Records from a data source:
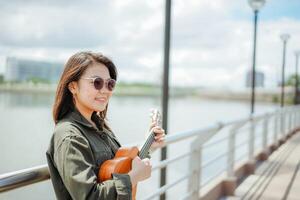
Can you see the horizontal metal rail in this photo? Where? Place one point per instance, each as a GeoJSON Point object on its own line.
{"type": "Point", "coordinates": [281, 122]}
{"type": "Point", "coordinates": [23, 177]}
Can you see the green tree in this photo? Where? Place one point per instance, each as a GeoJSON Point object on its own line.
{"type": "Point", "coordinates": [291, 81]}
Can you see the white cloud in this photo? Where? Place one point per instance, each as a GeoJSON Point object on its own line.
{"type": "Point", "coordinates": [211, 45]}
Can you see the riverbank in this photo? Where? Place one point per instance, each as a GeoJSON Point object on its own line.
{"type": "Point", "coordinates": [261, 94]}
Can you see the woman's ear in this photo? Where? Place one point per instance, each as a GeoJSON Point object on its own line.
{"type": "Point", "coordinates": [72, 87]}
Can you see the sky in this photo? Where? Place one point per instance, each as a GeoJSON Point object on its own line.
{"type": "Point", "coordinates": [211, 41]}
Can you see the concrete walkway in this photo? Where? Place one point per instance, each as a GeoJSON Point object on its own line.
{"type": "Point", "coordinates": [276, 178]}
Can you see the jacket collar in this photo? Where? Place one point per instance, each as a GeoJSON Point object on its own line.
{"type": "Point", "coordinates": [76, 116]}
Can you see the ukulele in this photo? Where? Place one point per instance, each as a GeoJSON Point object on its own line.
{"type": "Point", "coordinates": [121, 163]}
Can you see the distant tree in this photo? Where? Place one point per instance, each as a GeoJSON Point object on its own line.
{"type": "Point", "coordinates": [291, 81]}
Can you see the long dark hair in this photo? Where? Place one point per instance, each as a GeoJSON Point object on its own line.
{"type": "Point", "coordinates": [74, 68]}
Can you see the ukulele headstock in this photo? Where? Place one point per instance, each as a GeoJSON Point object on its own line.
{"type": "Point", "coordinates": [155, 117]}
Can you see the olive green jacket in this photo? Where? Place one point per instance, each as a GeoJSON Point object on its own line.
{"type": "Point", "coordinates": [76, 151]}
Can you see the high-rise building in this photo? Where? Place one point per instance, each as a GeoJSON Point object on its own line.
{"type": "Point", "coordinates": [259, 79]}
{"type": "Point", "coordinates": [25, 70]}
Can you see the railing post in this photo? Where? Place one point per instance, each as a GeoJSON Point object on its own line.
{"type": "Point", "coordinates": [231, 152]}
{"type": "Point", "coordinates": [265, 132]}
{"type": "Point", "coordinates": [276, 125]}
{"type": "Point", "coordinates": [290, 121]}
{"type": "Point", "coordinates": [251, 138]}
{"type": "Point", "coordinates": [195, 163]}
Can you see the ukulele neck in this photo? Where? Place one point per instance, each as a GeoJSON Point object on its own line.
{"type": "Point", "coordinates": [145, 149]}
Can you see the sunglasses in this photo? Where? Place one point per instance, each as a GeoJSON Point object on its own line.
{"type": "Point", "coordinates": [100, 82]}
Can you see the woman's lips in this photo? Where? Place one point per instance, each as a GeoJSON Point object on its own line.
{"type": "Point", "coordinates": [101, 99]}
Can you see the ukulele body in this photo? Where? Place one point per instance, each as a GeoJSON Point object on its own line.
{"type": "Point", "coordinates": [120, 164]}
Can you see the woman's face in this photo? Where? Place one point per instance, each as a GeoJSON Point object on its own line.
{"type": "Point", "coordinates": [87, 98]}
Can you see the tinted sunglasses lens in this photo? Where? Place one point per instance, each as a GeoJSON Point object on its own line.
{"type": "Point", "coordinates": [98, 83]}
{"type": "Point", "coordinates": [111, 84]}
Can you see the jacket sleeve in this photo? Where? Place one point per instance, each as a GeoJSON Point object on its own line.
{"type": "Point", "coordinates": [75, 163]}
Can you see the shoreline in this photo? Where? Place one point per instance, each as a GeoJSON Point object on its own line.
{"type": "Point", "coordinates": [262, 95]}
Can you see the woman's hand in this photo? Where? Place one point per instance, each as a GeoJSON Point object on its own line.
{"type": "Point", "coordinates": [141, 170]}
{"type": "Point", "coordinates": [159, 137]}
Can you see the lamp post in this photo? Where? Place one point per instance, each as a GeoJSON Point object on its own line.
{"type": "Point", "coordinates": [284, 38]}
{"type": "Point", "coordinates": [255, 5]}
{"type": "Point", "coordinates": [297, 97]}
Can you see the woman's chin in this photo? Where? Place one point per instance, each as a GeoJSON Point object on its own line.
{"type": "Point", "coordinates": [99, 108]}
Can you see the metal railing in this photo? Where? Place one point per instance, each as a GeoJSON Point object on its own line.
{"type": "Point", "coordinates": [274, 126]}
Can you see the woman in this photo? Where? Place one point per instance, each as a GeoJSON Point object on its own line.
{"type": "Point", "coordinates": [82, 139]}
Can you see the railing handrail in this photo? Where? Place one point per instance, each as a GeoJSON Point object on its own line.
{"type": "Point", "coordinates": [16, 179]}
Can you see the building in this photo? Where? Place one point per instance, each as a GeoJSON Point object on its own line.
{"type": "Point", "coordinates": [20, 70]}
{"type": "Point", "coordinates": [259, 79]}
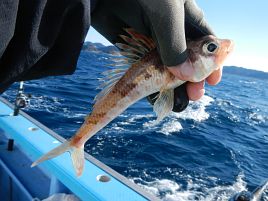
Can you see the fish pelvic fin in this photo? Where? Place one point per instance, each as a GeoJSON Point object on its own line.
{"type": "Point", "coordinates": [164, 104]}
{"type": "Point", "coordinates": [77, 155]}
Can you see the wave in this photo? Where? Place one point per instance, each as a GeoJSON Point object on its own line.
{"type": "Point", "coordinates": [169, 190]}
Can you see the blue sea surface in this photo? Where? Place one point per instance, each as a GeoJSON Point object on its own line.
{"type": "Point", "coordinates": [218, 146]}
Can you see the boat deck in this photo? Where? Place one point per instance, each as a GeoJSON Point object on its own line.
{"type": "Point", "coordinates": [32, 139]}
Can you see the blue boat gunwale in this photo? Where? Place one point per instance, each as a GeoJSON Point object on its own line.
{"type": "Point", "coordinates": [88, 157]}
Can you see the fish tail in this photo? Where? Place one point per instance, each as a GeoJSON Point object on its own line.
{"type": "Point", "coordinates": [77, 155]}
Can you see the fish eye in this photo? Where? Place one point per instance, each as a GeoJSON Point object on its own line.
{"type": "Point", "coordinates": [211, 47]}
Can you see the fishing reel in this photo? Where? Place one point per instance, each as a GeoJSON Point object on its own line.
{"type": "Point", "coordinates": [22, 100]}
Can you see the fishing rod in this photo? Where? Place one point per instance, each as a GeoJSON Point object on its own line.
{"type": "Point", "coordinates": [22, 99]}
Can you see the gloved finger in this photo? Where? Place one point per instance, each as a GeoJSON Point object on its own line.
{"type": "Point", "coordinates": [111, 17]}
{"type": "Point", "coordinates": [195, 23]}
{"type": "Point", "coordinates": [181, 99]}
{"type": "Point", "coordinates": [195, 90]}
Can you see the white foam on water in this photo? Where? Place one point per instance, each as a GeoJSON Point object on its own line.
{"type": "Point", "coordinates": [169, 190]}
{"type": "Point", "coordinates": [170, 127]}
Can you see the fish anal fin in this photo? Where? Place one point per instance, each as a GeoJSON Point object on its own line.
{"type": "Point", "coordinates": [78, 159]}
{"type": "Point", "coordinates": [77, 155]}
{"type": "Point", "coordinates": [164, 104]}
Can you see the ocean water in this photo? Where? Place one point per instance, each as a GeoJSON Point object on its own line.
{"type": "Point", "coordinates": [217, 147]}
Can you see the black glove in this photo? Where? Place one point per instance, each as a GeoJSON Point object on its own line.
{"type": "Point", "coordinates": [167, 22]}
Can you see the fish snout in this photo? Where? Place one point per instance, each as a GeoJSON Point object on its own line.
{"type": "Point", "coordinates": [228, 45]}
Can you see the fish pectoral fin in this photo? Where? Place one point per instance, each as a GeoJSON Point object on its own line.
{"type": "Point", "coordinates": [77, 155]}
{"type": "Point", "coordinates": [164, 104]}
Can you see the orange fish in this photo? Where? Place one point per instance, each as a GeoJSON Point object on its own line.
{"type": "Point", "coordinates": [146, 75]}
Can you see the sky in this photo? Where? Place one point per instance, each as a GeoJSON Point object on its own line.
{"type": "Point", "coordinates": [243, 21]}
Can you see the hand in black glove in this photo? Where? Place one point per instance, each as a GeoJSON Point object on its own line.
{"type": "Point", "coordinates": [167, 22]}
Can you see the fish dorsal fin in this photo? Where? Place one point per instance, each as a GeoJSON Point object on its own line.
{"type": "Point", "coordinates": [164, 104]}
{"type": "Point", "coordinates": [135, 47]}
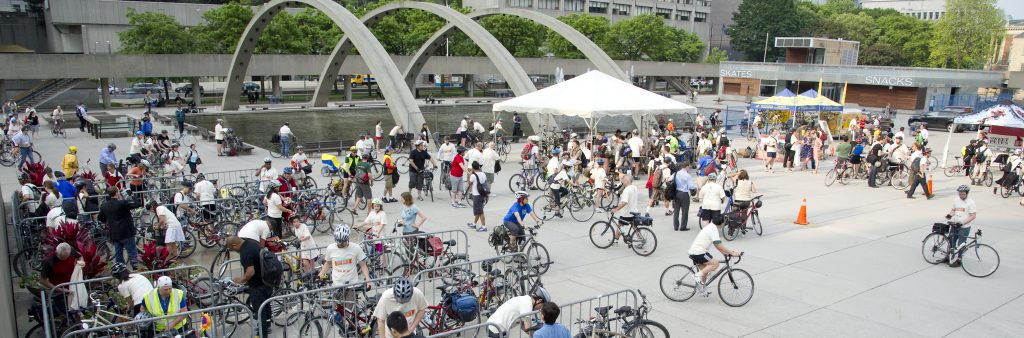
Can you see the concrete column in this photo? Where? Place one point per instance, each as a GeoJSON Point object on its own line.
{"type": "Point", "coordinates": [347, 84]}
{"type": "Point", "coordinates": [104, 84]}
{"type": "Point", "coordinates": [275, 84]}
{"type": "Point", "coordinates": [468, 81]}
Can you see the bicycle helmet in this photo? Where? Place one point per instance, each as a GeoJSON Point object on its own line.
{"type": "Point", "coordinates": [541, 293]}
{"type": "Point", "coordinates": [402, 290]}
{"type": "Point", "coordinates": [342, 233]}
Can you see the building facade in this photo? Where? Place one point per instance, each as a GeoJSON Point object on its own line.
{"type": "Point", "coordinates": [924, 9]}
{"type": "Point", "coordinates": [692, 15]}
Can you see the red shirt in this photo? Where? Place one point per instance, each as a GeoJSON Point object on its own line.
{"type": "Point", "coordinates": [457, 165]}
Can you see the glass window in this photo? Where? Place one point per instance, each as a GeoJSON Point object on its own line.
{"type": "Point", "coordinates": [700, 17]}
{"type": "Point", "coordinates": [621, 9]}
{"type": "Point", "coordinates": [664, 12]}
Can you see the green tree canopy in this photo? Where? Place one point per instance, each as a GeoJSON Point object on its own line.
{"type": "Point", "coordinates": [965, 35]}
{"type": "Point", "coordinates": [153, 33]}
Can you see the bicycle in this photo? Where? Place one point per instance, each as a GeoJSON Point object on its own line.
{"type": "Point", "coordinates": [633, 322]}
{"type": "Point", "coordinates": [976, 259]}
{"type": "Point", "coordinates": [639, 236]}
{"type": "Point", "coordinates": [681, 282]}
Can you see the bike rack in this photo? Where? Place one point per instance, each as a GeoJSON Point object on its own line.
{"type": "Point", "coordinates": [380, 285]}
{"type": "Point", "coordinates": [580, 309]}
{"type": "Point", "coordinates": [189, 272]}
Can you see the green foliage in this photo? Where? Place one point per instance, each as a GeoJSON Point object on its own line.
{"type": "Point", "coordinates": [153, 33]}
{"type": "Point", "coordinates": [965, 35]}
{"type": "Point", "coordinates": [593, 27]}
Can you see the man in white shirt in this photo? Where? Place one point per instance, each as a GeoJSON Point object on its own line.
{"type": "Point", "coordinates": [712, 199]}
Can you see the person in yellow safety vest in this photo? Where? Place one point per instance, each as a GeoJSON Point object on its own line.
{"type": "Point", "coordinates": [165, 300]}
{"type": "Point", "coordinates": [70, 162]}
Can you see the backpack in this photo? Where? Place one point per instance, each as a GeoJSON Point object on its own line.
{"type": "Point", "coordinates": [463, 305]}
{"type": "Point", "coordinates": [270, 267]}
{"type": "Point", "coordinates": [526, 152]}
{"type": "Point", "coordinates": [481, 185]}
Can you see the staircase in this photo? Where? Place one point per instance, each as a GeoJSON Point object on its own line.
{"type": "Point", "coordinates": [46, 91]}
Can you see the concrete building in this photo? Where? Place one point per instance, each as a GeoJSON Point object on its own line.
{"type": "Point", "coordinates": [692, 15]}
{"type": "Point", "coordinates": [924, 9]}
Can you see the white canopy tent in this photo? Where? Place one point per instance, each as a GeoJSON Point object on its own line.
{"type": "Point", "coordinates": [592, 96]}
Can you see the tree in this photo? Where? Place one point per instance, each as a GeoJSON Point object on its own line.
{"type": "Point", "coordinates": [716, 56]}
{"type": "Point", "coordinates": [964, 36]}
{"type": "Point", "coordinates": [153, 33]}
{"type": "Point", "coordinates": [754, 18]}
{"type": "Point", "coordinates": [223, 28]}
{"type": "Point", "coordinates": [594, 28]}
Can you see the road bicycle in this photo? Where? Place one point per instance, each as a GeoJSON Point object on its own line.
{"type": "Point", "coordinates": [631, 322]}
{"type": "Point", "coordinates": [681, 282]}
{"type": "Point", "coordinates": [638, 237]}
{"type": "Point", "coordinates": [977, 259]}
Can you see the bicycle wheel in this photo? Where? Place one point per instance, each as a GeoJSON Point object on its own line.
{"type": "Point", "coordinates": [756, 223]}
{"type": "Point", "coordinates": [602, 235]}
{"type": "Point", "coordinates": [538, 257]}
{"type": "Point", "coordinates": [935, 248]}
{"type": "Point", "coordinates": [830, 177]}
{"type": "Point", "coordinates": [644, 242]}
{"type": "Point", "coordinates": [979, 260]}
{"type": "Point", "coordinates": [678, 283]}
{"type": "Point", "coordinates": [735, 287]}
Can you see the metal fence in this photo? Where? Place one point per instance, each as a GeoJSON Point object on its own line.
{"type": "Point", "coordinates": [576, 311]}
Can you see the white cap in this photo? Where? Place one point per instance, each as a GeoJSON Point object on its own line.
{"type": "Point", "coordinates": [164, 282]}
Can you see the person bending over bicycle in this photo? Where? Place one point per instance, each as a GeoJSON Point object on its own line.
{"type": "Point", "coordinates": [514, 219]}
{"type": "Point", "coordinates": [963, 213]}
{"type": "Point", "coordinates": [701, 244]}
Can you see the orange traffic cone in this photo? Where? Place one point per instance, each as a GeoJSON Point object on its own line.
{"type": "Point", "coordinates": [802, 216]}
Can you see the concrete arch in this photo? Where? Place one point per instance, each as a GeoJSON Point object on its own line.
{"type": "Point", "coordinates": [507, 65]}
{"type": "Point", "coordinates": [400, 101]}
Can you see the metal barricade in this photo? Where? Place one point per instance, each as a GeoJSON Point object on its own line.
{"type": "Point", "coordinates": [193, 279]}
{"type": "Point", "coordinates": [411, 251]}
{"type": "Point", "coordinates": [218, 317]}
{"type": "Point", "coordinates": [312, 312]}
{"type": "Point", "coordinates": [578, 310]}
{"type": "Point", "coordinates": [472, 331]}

What is required
Nothing but the lines from the one holding "Can you see the white cap" through the last line of the data may be output, and each must match exactly.

Answer to this task
Can you see the white cap in this photo? Where? Place one point per instance, each as a GeoJSON Point object on its own line.
{"type": "Point", "coordinates": [164, 282]}
Can you see the person bending over bicycle in this photo? Where? Place one point per instance, each as a GeoJSON Point object on its own line.
{"type": "Point", "coordinates": [514, 219]}
{"type": "Point", "coordinates": [963, 213]}
{"type": "Point", "coordinates": [701, 244]}
Can you see the orange traffic cone in this photo? Where? Place one point per instance, each as a GeoJSON Point object on its own line.
{"type": "Point", "coordinates": [802, 216]}
Can you see the concrete arch in this photo? Where? Place one point per instance, each as a GeoJSON Point object on its own line.
{"type": "Point", "coordinates": [507, 65]}
{"type": "Point", "coordinates": [400, 101]}
Can you see the metal barricade in this photo? Where? Place one point per instance, each as a GeoJSON Point object on its own line.
{"type": "Point", "coordinates": [193, 279]}
{"type": "Point", "coordinates": [411, 251]}
{"type": "Point", "coordinates": [218, 317]}
{"type": "Point", "coordinates": [312, 312]}
{"type": "Point", "coordinates": [578, 310]}
{"type": "Point", "coordinates": [472, 331]}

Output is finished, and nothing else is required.